Exercise description:
Reproduce each line below with no alterations.

Data to examine:
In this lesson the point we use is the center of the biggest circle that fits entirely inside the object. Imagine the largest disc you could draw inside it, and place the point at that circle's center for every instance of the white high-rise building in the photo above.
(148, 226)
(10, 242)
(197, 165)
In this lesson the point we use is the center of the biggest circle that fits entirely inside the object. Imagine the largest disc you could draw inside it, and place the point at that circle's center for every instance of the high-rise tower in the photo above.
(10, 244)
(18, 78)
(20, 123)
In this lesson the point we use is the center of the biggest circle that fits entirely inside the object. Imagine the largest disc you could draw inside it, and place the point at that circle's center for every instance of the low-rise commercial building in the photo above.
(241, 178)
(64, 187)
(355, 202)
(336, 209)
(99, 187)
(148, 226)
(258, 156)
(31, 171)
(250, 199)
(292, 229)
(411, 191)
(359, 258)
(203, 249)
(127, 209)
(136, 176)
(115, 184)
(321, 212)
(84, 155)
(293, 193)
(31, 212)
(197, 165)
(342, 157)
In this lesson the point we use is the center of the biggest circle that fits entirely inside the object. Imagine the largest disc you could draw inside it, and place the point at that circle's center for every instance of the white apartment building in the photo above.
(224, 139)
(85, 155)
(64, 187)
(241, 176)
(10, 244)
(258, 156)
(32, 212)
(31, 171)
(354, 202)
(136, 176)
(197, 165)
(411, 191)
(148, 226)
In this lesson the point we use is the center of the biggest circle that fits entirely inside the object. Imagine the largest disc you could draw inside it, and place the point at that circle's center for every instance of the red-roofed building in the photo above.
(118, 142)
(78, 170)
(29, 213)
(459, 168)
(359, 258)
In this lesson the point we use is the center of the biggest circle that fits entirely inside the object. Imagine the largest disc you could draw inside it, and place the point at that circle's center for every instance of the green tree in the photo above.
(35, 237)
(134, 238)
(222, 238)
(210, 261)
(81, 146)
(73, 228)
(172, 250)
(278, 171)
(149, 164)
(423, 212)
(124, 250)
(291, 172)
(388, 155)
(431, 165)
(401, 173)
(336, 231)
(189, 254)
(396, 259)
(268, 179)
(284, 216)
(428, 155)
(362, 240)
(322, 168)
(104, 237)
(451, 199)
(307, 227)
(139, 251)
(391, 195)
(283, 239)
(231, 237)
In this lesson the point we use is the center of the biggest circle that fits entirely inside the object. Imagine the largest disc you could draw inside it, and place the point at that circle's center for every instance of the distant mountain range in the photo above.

Your solution:
In this lesson the point we use is the center of the biggest circle that fits entirely inside the object. Imagine the largest disc you could draw inside it, and place the point at that circle's center for every instance of the white high-rise building in the photo above.
(148, 226)
(10, 242)
(197, 165)
In this lesson the point we use is the center of the biggest circle that fits entirely inside the object. Imagine the largest disc you could draw inside it, and place the point at that circle's center for every instance of the high-rise tower in the photo above.
(10, 244)
(18, 78)
(20, 123)
In this lesson the point we use is the center of the biggest circle that fits entirely inside the object. Imagine the largest disc you could draw inside it, and place the point at that circle's center for every instance of the low-rise commercial building in the photo above.
(241, 178)
(64, 187)
(355, 202)
(336, 209)
(99, 187)
(148, 226)
(258, 156)
(31, 171)
(250, 199)
(292, 229)
(411, 191)
(359, 258)
(203, 249)
(127, 209)
(136, 176)
(115, 184)
(321, 212)
(84, 155)
(293, 193)
(31, 212)
(197, 165)
(342, 157)
In this lesson the point we use is the center of the biggest circle that fits entirely inside the object. Imagine the largest disc you could draw inside it, and place the point at that circle's center for every instance of the white apartment building in the photo above.
(224, 139)
(85, 155)
(64, 187)
(241, 176)
(10, 244)
(258, 156)
(32, 212)
(31, 171)
(354, 202)
(136, 176)
(197, 165)
(411, 191)
(148, 226)
In this lesson the point we use is the center of the biggest circle that fits entirely inside the object. Imagine the largest disc you could draw inside it, and place the point at that circle's center for every instance of the red-roofed building in the photo above.
(118, 142)
(78, 170)
(29, 213)
(459, 168)
(359, 258)
In this lesson the point we use is the center of the biggest circle that fits entirely inside the object. Imagine the largest disc you could draw inside it, and place the point at that circle's center for every instance of the green tree in the photo above.
(35, 237)
(134, 238)
(222, 238)
(210, 261)
(81, 146)
(73, 228)
(172, 250)
(278, 171)
(149, 164)
(423, 212)
(124, 250)
(291, 172)
(388, 155)
(431, 165)
(401, 173)
(336, 231)
(189, 254)
(396, 259)
(268, 179)
(284, 216)
(428, 155)
(362, 240)
(322, 168)
(104, 237)
(451, 199)
(307, 227)
(139, 251)
(391, 195)
(283, 239)
(231, 237)
In this lesson the point we use is the center of the biggest circle that fits entirely inside the object. Imagine the largest disc you could draw inside it, and place the point at that circle's center for every instance of the distant mountain range in the photo above.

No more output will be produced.